▸ DIRECTION: Reproduce all records exactly.

▸ TASK DATA:

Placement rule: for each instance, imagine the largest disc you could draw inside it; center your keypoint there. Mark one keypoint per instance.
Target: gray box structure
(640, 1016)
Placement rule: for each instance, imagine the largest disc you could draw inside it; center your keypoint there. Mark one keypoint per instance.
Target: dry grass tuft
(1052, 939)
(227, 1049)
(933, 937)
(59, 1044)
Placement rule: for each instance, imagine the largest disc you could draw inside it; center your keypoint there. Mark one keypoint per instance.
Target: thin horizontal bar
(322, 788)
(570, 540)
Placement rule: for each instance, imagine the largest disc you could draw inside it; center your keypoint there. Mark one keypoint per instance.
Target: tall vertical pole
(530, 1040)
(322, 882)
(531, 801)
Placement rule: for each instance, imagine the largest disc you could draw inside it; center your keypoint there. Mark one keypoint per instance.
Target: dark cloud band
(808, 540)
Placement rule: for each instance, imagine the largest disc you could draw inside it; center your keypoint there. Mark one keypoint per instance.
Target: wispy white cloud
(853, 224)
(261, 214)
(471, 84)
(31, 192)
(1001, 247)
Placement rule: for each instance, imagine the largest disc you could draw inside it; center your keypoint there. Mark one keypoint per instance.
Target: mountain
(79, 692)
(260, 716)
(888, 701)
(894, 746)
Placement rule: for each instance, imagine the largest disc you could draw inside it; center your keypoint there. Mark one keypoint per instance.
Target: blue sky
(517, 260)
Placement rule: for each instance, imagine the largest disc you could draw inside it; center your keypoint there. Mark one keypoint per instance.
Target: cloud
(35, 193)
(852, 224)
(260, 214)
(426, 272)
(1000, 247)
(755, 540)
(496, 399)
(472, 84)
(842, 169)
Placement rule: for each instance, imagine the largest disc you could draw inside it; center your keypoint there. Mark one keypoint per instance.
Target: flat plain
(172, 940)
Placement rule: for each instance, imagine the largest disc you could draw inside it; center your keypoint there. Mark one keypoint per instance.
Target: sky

▸ RESULT FOR THIS EXERCISE:
Placement rule: for each instance, imagine the largest disc you could draw inside it; center your keypoint there. Mark one keypoint per instance.
Target: gray box structure
(640, 1016)
Placement rule: for each instance, imagine the largest disc you could draw inside it; center your keypoint there. Mark one keypoint per instance.
Target: dry grass tuft
(1052, 939)
(227, 1049)
(933, 937)
(59, 1044)
Placement rule: for each instance, imagine the largest disc you could draw inside it; center your keypoint there. Mark one keypoint per instance.
Target: thin horizontal bar
(322, 788)
(570, 540)
Placement rule: for each instance, imagine the largest disc you could draw inside it; center your keypoint there. Mark one keypoint per instance.
Target: tall vertical pole
(530, 1040)
(322, 882)
(531, 801)
Placement rule: for each instance, imagine the largest disc you could draw inside it; center your keypoint there. Mark one keypoint per instance.
Target: dark cloud band
(808, 540)
Placement rule: for each instance, imagine the largest disc you could draw inside it; center your keypoint there. Mark one keypoint per instance.
Target: wispy white cloud
(853, 224)
(261, 214)
(471, 84)
(31, 192)
(1001, 247)
Placement rule: for each instance, imagine the largest disc you could draw inside it; center your keypoint there. Mark one keypoint per instance.
Target: mountain
(79, 692)
(260, 716)
(888, 701)
(894, 746)
Placement rule: for each instance, imagine the largest disc you could draw inside it; center your keypoint there. Mark one keypoint per instance.
Target: blue sky
(517, 260)
Placement rule: for each instance, imagine the largest disc you could draw inside it; center your keypoint there. Mark one keypoint per instance.
Target: cloud
(35, 193)
(852, 224)
(260, 214)
(426, 272)
(1000, 247)
(755, 540)
(496, 399)
(472, 84)
(842, 169)
Placement rule: for each instance, imagine the largest disc you could draw inside it; center your keypoint there. Mark one keypoint per instance.
Target: flat plain
(172, 940)
Placement rule: for each instance, imagine the largest disc you could draw inside it; center your keypoint there. Mark one keypoint per instance.
Target: sky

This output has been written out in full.